QUÉ SE PIDE ::
Por favor, reproduce el fragmento del texto que arranca con las palabras "Lo sucedáneo no" y concluye con "imagen y significante.", reemplazando "falsedad" por "mentira".

TEXTO DE PARTIDA ::
· · · ·

Lo sucedáneo no es falsedad, ni fraude ni ficción: es otra cosa, la pintura degradada de un color que brilla menos, pero sigue siendo pintura, imagen y significante.

Durante el año pasado hemos vivido la cultura como nunca lo pensamos ni quisimos y las butacas vacías de los teatros, las pantallas oscurecidas de los cines, como el telón definitivo de un no futuro posible, los grandes lienzos en las salas vacías de los museos, como bellos paneles ilustrativos de la nada, han sido —lo son aún— un recordatorio de lo efímero de la belleza. Sabíamos que todo lo que está puede no estar, creemos en la desaparición. Por el miedo a la desaparición el ser humano ha creado el arte, pero nos aterra la encarnación del vacío cuando no desgarra y lacera únicamente la carne viva de las personas, sino cuando también lleva hacia las sombras la carne viva de nuestra fantasía. Con teatros y cines cerrados, con museos en la oscuridad, con provincias acordonadas sin que podamos viajar desde ellas a otros lugares para visitar exposiciones y nutrirnos de cultura, somos conscientes de cuántos momentos, que podríamos haber compartido, se han perdido para siempre, como el replicante recitaba.

· · · ·

CONTENIDO DEL CONJUNTO ::
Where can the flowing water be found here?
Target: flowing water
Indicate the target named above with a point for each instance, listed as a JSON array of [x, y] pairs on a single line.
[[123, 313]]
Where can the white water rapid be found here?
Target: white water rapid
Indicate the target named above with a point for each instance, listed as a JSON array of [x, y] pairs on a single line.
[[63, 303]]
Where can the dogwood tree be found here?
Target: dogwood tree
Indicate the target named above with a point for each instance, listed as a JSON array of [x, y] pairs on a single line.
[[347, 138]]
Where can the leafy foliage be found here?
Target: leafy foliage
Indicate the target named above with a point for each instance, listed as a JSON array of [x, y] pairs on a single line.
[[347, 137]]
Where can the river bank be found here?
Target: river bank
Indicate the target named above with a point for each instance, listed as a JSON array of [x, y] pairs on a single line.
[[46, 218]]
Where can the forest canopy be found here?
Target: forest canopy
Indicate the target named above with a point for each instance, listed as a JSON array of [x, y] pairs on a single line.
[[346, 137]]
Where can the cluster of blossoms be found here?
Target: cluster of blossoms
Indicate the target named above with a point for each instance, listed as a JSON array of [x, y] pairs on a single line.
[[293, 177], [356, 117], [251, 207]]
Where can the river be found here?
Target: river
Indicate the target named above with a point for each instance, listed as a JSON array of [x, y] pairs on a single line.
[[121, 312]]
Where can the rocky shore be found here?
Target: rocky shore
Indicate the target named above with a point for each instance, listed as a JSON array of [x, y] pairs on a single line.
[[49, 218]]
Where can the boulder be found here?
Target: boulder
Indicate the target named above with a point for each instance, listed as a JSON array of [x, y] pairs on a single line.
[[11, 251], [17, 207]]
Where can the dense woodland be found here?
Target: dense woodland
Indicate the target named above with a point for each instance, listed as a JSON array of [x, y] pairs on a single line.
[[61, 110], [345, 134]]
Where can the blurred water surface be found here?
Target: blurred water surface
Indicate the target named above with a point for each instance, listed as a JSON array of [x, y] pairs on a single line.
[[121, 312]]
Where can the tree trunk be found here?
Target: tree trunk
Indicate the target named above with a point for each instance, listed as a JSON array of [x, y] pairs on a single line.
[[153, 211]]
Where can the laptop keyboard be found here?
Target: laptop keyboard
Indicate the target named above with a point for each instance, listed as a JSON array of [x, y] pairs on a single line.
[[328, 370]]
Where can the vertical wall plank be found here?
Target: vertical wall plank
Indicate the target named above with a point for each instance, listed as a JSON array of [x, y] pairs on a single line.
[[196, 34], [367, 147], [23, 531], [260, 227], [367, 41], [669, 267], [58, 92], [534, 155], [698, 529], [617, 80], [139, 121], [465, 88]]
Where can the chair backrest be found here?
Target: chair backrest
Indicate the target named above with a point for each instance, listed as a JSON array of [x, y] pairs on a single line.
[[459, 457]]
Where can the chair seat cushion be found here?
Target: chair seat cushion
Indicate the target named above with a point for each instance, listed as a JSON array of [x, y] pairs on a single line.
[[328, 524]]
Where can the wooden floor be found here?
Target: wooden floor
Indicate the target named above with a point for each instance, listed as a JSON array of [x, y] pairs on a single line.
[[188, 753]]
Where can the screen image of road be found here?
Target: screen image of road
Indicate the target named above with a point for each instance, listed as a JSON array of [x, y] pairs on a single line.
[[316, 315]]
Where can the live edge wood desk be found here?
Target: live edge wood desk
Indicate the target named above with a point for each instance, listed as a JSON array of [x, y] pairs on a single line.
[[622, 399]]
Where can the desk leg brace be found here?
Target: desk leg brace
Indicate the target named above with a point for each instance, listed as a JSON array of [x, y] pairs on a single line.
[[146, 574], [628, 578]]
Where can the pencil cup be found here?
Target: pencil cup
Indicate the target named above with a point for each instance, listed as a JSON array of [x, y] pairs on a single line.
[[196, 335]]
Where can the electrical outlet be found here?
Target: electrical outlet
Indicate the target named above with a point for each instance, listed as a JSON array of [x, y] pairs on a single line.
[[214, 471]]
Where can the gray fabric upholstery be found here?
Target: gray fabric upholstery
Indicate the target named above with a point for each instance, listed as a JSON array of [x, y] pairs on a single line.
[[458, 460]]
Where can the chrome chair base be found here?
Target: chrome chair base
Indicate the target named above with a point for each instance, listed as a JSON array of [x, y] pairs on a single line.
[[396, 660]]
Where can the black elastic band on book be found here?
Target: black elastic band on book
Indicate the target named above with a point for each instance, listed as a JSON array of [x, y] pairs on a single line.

· · · ·

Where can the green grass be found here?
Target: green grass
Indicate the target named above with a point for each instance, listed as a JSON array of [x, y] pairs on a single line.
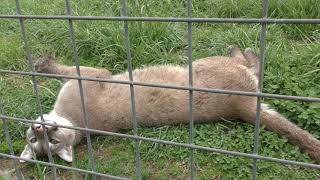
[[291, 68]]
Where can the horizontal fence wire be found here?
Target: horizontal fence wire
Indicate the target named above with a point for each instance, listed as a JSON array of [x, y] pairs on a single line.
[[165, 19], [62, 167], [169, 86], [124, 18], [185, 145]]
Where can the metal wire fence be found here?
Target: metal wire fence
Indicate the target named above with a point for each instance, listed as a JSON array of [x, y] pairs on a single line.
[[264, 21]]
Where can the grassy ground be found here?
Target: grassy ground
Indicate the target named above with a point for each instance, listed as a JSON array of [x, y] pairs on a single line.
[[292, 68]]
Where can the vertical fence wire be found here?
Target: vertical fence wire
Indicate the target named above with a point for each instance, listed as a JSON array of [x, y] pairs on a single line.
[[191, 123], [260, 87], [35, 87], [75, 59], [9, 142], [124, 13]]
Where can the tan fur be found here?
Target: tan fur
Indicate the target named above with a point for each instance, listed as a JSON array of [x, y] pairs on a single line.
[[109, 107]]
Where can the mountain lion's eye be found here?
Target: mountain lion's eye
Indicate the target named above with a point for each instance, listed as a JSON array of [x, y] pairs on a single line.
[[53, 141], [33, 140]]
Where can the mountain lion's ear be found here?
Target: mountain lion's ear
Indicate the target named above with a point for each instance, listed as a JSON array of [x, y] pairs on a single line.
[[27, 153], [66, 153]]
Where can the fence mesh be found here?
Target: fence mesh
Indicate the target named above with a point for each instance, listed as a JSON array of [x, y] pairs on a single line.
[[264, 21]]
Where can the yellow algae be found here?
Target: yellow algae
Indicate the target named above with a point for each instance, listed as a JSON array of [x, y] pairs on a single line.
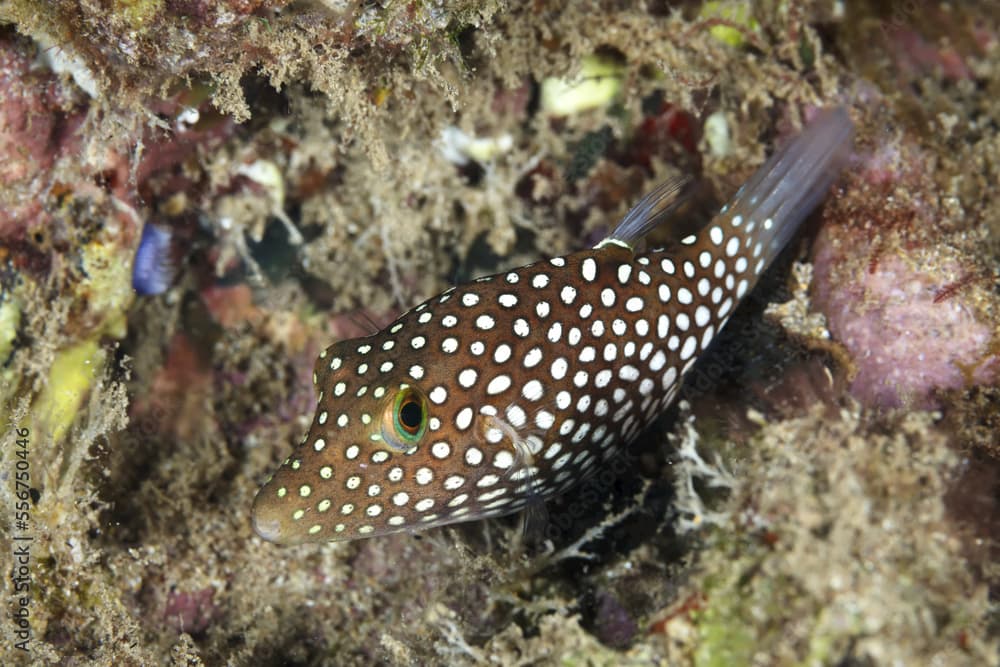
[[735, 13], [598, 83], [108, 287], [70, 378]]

· · · ·

SOLUCIÓN ::
Lo sucedáneo no es mentira, ni fraude ni ficción: es otra cosa, la pintura degradada de un color que brilla menos, pero sigue siendo pintura, imagen y significante.